**** Task material ****
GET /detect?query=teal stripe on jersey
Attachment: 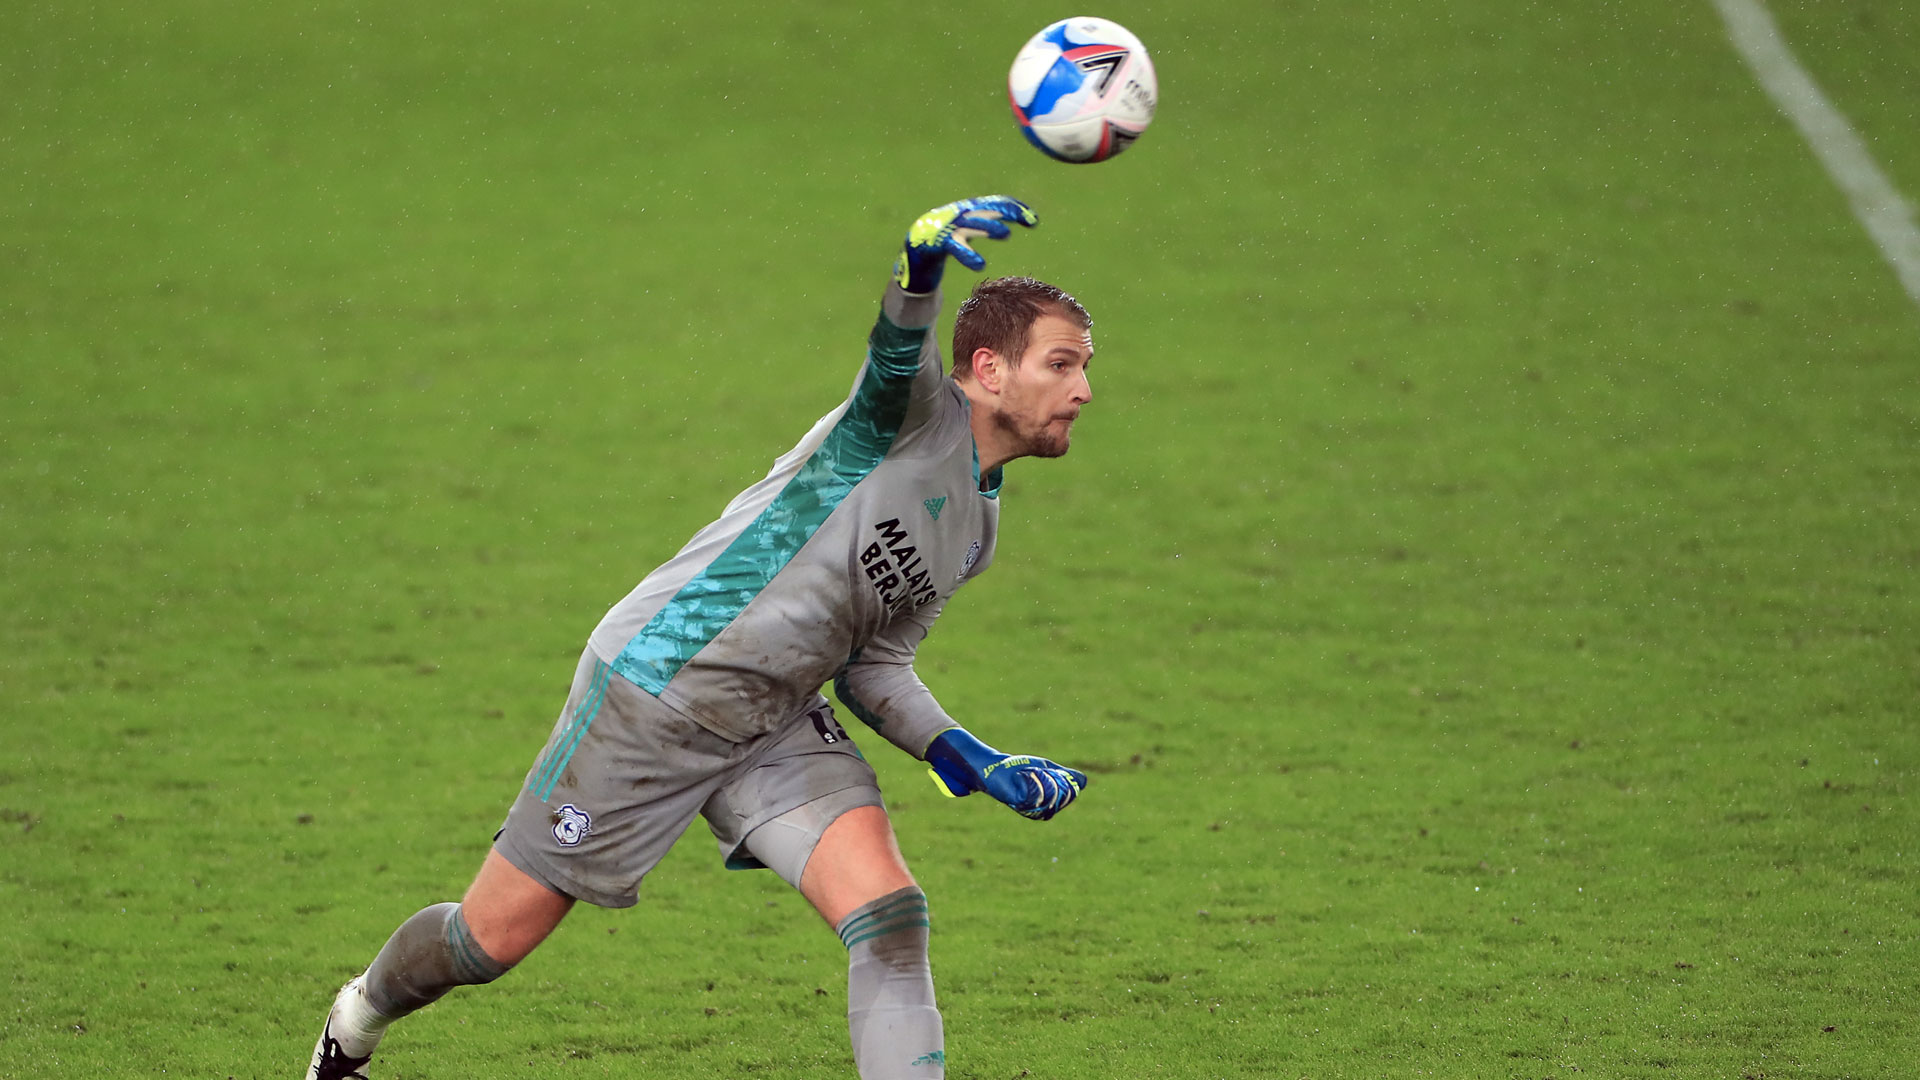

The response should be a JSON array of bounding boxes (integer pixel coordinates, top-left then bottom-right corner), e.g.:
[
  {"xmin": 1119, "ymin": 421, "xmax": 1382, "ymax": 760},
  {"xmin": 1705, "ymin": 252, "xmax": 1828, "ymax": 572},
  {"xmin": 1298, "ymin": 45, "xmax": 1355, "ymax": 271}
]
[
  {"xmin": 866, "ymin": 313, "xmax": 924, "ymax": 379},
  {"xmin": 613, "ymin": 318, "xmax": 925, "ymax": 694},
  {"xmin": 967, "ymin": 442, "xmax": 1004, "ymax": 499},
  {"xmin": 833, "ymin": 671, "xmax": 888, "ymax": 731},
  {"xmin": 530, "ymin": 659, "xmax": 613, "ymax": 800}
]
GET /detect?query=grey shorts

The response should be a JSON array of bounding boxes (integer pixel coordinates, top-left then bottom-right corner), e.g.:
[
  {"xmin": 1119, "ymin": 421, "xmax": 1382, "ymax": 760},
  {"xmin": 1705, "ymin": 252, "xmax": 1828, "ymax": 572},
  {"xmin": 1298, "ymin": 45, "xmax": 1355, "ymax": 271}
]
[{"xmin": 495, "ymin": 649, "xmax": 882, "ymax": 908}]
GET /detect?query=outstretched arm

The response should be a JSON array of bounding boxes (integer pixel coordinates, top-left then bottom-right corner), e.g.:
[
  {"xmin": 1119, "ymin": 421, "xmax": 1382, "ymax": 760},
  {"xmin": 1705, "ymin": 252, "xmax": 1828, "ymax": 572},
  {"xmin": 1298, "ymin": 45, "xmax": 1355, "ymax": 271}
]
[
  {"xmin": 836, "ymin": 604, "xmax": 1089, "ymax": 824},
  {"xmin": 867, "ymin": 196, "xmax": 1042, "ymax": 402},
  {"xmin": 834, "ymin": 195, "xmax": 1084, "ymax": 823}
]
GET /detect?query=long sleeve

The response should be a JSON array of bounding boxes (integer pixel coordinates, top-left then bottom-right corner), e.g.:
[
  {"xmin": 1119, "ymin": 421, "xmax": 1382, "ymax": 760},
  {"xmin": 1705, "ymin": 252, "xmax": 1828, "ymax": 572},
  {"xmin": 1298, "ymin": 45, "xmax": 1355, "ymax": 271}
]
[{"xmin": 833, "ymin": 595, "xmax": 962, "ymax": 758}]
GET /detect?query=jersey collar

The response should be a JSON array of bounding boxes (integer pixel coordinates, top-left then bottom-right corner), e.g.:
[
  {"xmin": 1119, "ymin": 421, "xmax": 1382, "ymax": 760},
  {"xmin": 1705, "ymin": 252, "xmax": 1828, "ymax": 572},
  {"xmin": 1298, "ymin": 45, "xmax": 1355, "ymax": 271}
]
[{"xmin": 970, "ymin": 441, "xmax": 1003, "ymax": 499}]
****
**** Task material ****
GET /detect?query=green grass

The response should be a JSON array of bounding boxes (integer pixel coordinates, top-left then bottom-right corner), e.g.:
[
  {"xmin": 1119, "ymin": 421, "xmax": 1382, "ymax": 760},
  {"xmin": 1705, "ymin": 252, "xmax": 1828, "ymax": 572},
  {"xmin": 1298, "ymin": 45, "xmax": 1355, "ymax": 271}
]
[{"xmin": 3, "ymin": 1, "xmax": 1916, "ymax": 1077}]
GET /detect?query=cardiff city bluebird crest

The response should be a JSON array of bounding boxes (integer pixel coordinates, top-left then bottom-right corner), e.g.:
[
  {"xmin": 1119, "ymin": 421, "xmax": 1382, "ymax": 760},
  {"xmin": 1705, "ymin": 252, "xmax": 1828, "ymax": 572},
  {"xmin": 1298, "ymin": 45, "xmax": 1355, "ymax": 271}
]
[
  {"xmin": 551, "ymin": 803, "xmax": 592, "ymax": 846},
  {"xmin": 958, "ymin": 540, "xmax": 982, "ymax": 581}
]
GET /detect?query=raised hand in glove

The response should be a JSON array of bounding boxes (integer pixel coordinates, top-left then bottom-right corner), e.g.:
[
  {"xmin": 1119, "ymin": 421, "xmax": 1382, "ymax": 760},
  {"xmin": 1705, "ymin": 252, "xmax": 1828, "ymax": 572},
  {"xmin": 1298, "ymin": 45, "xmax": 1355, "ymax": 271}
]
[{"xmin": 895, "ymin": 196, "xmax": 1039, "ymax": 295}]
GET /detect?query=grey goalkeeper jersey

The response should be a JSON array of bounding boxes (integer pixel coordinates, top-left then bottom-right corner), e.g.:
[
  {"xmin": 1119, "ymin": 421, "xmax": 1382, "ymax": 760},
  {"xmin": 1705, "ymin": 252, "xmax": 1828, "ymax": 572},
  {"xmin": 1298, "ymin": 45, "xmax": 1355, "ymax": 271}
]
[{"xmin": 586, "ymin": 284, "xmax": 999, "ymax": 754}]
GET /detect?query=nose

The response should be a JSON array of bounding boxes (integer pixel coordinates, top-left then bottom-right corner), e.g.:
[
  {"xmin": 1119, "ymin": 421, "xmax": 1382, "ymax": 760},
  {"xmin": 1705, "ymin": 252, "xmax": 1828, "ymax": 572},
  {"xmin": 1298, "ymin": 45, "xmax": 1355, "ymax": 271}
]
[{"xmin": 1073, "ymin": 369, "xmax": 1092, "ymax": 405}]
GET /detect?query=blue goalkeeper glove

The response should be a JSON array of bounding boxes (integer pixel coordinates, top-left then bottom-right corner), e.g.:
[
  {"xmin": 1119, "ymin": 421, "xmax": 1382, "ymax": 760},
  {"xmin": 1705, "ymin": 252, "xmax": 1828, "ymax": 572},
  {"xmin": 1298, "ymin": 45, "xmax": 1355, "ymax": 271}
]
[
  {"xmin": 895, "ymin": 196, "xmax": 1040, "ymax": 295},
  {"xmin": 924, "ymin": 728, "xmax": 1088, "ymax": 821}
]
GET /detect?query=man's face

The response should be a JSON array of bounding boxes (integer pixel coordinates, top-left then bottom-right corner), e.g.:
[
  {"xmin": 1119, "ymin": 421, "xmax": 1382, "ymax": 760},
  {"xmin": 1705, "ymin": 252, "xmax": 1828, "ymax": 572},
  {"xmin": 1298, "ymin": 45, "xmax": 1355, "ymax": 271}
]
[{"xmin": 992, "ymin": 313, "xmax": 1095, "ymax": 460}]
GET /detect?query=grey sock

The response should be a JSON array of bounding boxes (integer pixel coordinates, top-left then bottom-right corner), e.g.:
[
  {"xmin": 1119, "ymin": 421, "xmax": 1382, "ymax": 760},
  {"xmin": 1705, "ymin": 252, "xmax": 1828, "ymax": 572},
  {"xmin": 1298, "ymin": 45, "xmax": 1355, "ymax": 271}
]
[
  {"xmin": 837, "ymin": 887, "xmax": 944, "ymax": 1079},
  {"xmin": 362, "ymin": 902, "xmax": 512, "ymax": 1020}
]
****
**** Task material ****
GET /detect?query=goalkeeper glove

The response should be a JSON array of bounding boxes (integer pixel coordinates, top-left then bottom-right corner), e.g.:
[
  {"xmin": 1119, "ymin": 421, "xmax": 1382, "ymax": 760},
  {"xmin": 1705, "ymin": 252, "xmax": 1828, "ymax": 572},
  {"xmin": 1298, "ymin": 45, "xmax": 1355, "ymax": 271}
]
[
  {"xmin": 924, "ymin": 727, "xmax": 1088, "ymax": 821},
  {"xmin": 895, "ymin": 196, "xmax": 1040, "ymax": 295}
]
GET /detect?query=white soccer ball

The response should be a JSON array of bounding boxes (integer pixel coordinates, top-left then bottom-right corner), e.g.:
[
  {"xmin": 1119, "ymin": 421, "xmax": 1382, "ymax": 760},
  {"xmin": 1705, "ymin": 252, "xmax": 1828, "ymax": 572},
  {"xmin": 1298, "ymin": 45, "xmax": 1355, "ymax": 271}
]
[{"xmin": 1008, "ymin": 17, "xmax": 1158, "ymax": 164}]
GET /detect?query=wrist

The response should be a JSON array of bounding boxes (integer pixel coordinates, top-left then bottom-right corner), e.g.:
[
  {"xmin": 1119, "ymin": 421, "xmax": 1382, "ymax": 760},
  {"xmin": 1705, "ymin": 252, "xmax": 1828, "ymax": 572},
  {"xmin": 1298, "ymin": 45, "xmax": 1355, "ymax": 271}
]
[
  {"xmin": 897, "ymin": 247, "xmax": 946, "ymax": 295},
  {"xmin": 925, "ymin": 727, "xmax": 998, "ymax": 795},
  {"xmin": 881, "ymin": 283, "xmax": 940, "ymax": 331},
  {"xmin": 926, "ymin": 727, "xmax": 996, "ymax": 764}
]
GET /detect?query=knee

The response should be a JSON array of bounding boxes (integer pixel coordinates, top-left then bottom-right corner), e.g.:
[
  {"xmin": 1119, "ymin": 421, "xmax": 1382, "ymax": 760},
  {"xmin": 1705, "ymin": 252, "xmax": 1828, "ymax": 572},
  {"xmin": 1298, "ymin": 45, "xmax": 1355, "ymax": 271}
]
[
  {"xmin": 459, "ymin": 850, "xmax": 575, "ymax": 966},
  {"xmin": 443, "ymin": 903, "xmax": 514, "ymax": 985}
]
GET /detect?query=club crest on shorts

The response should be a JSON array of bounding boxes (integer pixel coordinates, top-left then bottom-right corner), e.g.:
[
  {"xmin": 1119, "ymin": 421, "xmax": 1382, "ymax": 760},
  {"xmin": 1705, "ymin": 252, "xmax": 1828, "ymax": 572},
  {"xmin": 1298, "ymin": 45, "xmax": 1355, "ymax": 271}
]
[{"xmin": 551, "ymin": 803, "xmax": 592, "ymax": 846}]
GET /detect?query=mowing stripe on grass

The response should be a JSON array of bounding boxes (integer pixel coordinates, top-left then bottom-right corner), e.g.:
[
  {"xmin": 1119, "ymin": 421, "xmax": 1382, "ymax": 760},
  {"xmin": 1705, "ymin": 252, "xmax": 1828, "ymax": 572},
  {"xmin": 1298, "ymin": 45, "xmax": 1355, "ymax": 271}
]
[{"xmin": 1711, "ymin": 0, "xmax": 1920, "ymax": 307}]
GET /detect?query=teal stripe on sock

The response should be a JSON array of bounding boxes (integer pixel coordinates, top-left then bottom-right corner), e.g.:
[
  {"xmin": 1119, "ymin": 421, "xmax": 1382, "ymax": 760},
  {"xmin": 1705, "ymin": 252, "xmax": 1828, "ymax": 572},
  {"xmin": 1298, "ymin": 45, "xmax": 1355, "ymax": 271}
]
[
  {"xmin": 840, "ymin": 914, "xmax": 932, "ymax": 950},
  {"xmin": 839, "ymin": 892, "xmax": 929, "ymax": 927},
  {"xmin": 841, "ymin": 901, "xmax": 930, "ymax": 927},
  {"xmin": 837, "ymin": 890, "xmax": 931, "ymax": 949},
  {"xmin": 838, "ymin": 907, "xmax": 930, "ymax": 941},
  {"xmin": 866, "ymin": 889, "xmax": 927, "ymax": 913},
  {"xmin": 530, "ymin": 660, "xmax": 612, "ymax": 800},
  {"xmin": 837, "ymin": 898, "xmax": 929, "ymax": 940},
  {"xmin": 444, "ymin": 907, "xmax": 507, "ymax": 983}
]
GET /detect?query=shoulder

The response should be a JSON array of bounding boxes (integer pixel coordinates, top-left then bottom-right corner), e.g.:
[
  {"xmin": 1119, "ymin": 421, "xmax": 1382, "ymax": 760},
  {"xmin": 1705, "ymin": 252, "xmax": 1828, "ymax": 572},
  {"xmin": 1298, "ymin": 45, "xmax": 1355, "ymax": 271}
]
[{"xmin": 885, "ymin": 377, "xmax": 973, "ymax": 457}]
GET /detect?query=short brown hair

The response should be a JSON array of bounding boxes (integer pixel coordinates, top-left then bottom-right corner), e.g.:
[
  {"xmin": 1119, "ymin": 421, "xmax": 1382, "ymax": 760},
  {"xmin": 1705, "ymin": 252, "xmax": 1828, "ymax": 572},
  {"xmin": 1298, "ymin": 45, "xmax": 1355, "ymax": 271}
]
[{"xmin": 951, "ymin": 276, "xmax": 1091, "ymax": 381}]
****
How to complete this task:
Please filter the entries for the word "sock" and copy the lines that have it.

Expected answer:
GET /detect?query=grey sock
GET /detect?query=teal stripe on sock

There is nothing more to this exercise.